##### Input records
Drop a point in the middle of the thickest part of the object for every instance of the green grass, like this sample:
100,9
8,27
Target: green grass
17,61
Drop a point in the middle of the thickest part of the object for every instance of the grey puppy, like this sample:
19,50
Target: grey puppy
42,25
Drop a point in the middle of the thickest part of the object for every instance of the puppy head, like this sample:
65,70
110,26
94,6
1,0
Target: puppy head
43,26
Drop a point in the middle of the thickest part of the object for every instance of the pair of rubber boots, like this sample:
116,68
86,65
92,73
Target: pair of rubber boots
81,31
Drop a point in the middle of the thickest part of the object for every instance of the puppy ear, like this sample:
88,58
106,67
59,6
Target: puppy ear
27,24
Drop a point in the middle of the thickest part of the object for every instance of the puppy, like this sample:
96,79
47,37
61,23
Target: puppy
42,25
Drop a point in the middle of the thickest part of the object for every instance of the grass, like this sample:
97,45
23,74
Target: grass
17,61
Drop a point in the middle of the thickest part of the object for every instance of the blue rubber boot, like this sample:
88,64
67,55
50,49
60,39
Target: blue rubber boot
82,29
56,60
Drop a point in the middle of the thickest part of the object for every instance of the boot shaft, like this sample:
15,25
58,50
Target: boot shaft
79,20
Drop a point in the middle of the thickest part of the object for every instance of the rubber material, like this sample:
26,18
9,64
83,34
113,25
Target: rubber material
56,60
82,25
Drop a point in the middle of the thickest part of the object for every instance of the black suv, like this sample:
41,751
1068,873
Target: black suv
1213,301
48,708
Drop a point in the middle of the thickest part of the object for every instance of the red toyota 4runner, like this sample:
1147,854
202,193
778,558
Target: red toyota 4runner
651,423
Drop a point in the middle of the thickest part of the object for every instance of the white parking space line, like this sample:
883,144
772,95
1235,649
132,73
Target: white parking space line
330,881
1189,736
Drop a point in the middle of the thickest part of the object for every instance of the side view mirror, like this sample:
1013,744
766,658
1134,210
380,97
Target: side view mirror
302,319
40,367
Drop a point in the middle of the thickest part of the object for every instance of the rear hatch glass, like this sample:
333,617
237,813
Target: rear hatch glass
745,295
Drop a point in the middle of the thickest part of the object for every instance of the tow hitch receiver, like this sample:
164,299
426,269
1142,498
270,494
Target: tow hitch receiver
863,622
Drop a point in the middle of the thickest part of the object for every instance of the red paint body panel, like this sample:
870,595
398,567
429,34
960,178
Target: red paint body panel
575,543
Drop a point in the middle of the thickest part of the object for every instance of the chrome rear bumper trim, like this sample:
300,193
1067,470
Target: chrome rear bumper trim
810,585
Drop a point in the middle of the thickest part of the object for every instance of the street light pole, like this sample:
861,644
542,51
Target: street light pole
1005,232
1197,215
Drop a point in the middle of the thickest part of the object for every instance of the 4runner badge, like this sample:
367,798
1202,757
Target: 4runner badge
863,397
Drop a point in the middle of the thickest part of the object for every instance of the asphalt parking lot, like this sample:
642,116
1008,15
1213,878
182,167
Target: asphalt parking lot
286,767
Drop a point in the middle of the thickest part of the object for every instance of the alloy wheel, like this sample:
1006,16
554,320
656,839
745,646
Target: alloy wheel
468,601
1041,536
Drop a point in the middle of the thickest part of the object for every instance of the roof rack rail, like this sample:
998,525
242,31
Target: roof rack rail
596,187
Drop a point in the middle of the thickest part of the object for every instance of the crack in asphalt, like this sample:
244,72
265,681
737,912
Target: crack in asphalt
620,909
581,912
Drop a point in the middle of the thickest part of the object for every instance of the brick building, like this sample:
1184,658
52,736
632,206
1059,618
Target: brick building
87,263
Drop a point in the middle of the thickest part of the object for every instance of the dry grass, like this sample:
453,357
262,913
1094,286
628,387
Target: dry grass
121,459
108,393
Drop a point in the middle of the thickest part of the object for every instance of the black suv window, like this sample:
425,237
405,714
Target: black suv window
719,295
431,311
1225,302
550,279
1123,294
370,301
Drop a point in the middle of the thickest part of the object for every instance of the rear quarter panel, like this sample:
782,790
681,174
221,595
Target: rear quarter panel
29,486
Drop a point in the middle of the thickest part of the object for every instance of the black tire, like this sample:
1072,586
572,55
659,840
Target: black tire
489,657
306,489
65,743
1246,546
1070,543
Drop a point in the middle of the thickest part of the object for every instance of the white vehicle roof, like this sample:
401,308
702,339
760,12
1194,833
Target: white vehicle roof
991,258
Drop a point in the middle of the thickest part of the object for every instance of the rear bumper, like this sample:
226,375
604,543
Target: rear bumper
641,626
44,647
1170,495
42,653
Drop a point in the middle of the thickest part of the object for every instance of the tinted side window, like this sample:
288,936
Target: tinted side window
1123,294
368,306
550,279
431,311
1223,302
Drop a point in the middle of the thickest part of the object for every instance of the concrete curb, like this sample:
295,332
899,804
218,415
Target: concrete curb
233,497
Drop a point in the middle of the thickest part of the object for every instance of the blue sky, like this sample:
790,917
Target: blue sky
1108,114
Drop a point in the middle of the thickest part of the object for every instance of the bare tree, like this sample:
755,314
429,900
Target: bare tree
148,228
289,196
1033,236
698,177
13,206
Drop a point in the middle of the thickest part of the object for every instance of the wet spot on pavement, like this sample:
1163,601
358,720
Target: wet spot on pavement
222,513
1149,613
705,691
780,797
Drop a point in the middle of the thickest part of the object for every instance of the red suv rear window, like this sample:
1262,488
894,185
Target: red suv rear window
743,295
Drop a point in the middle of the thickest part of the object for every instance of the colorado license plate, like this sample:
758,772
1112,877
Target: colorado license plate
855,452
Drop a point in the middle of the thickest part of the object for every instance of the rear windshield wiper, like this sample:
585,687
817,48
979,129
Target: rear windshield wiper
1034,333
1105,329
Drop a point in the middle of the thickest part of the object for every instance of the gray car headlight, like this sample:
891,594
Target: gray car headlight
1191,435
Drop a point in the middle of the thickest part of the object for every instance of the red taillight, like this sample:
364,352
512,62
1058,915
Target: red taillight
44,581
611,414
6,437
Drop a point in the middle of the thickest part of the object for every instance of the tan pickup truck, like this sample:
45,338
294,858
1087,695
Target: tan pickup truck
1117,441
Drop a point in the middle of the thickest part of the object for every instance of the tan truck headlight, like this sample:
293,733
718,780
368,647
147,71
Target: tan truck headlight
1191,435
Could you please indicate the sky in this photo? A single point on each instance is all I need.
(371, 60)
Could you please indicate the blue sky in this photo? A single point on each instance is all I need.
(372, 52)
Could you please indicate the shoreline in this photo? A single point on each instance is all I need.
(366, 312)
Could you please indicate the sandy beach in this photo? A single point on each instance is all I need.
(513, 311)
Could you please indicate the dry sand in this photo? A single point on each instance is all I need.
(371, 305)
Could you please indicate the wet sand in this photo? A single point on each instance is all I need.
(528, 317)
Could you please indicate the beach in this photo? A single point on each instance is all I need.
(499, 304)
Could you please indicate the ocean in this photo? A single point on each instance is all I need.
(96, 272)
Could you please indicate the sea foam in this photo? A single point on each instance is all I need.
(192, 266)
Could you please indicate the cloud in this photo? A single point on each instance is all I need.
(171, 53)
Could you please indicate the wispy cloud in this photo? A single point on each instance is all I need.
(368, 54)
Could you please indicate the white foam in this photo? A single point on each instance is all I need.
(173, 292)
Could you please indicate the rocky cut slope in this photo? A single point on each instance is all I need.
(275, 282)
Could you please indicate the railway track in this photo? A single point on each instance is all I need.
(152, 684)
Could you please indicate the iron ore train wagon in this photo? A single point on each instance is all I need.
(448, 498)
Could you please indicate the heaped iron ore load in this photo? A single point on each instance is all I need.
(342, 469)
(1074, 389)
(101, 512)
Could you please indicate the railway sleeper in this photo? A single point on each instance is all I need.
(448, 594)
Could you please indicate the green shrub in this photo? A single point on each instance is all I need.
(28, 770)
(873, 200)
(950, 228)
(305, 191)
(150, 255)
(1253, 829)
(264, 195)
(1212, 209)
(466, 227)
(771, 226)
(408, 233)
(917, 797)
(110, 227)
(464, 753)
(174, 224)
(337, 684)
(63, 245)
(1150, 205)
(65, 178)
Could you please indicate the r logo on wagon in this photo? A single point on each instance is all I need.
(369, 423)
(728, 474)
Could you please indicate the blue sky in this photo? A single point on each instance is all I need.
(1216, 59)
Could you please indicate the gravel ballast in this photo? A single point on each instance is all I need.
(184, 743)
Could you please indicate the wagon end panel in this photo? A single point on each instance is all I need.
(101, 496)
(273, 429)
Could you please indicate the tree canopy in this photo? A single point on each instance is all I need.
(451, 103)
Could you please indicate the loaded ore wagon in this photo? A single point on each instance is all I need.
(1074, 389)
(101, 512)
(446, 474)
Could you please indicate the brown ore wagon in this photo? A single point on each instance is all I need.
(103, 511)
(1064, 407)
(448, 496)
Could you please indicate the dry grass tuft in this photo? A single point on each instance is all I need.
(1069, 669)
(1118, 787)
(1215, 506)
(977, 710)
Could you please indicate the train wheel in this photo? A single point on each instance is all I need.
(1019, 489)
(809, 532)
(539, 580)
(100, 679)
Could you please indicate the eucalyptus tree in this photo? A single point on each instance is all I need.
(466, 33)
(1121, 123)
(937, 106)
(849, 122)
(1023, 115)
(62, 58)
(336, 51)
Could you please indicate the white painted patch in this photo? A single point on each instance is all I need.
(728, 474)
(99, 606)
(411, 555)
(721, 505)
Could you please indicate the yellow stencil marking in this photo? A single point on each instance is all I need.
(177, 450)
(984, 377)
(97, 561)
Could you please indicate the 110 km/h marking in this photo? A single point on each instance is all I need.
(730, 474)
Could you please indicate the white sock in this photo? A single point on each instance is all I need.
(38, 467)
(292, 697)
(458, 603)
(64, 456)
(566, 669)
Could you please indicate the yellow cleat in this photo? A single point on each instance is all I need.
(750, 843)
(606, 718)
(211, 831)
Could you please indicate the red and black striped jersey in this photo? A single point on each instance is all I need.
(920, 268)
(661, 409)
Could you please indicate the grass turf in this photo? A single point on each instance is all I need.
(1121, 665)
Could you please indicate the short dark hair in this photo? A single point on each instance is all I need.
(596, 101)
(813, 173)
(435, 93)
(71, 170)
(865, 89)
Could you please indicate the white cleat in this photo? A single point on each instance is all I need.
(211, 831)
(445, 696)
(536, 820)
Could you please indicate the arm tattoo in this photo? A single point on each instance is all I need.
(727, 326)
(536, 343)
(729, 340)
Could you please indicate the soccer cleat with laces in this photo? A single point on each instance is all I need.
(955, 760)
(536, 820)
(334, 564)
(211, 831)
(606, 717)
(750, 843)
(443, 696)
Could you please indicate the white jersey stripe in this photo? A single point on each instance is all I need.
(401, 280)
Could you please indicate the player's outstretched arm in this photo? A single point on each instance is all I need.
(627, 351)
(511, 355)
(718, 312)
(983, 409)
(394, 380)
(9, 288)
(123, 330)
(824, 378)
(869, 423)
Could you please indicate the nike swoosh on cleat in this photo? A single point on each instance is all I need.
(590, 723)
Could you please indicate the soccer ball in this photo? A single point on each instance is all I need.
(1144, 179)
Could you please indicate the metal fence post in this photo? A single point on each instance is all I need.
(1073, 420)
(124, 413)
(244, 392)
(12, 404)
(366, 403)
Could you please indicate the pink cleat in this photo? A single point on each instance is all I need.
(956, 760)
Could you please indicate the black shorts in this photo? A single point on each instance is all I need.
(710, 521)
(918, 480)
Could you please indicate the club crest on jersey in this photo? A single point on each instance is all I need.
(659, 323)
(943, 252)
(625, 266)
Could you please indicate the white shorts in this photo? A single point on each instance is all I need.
##########
In your answer, include only the lines above starting at the line that holds "Target: white parking space line" and ending at the line that holds "of the crack", copied exactly.

- _Reply_:
Target: white parking space line
330,881
1189,736
Drop a point in the middle of the thickest part of the object for every instance of the side view mirror, like this sample:
1013,744
766,658
1134,210
380,97
Target: side view mirror
302,319
40,367
Drop a point in the middle of the thickest part of the object for every instance of the rear hatch glass, like this sample:
333,617
237,813
Target: rear hatch glass
745,295
Drop a point in the middle of the thickest part of the object for every instance of the tow hitch receiver, like this sample:
164,299
426,269
1142,498
270,494
Target: tow hitch receiver
863,622
Drop a point in the middle of the thickest part of the object for every instance of the red paint body panel, like this sample:
870,595
398,567
429,34
960,178
Target: red paint body panel
575,543
Drop a point in the middle of the thickest part of the object for every instance of the chrome rear bumper trim, like this sample:
300,193
1067,470
Target: chrome rear bumper trim
810,585
Drop a point in the middle of the thickest part of the object for every instance of the street light pole, like this sample:
861,644
542,51
Target: street light pole
1005,232
1197,215
Drop a point in the middle of the thickest part of the object for every instance of the 4runner badge, like this sample:
367,798
1202,757
Target: 4runner badge
863,397
Drop a point in the middle of the thickest part of the object for every instance of the asphalt parking lot, like this sample:
642,116
1008,15
1213,878
182,167
Target: asphalt parking lot
286,767
Drop a point in the middle of the thickest part of the object for every instance of the alloy wheel, like this sample:
1006,16
554,320
656,839
745,646
Target: alloy wheel
468,601
1041,536
Drop a point in the middle of the thickest part of the object for every instance of the roof rack rail, like this sample:
998,525
242,31
Target: roof rack rail
596,187
Drop a point in the middle of the thickest part of the object for every instance of the crack in asphalt, like this sample:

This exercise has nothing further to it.